> **Page**:

# Can local juice lines compete internationally?



## Daniel (18/12/16)

I've not nearly tasted enough juices to know but do you think our local juices are up to par with some of the international brands? 

Also what's stopping local makers from marketing overseas? Legislation I presume is the major obstacles here what with the FDA blah blah. 

Share your thoughts....

Reactions: Like 1


----------



## Silver (18/12/16)

Hi @Daniel - you are asking a great question.

If you want local vendors to comment on this, let me know and we can move the thread for you to the "Who has stock" subforum. 

In my view though I find the local juices are getting better and better all the time - and several of them are better than many of the internationals I have tried. (At least to my taste) So I would say we certainly can compete on an international level.

Reactions: Agree 6


----------



## Soutie (18/12/16)

I honestly think our local guys can compete with and even trump the international juices. 

We have helluva talented mixers in this country who, most of all, are passionate about their craft and their lines and that shows in the juices they release. That beats mass produced for profit juice anyday.

Reactions: Like 2 | Agree 2 | Optimistic 1


----------



## jpzx12rturbo (18/12/16)

Well put it this way.... each time my father in law comes to visit in SA he stocks up on Paulies strawberry lemon cake and a few other flavors to take back with him.
He says it's his favorite juice of all time.

Reactions: Like 2


----------



## Viper_SA (18/12/16)

As someone who has mixed quite a bit of tobaccos, and pretty proud of some of my creations, I have to say NO. Nothing I have tried even comes close to Tark's Special Reserve Rasputin. Not my DIY stuff or any locally bought tobaccos. I have given up on local tobaccos quite frankly.

Reactions: Funny 1


----------



## GuardianAlpha (18/12/16)

Having tried quite a few of both local and international myself, I honestly feel that some of our local guys can compete on an international level. #ncvtrinity 

Sent from my SM-G900F using Tapatalk

Reactions: Like 1


----------



## Hardtail1969 (19/12/16)

My take on local vs international, is pure and simple. I had to travel internationally recently and due to legislation, airline and customs issues, was forced to limit the amount of juice i could take with.
So i went in person to a few vendors and asked, if they would ship internationally, and i was met with a resounding no from all.
So, this forced me to buy local at my destination again, and i am happy i did. 
I found new great flavours, and when i asked them, if they would ship to me in za?

Sure bud, just order!



Sent from my SM-A700FD using Tapatalk


----------



## PsyCLown (19/12/16)

I feel as if a few of our local guys could compete internationally. Although you need to keep in mind everyone has different taste preferences but a good juice is still a good juice - it might just not be the juice for you personally.

So not everyone is going to love the same juice is what I mean 





Hardtail1969 said:


> My take on local vs international, is pure and simple. I had to travel internationally recently and due to legislation, airline and customs issues, was forced to limit the amount of juice i could take with.
> So i went in person to a few vendors and asked, if they would ship internationally, and i was met with a resounding no from all.
> So, this forced me to buy local at my destination again, and i am happy i did.
> I found new great flavours, and when i asked them, if they would ship to me in za?
> ...

> **Source material**:
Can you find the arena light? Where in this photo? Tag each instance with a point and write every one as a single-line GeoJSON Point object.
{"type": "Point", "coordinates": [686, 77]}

> **Set tasks**:
1. Which usernames head the posts in the forum thread?
2. Return the passage of the forum thread between "He says it's" and "tobaccos quite frankly.", inclusive.
The material comes from a different source than the forum thread.

> **Results of the tasks**:
1. Daniel, Silver, Soutie, jpzx12rturbo, Viper_SA, GuardianAlpha, Hardtail1969, PsyCLown

2.
He says it's his favorite juice of all time.

Reactions: Like 2


----------



## Viper_SA (18/12/16)

As someone who has mixed quite a bit of tobaccos, and pretty proud of some of my creations, I have to say NO. Nothing I have tried even comes close to Tark's Special Reserve Rasputin. Not my DIY stuff or any locally bought tobaccos. I have given up on local tobaccos quite frankly.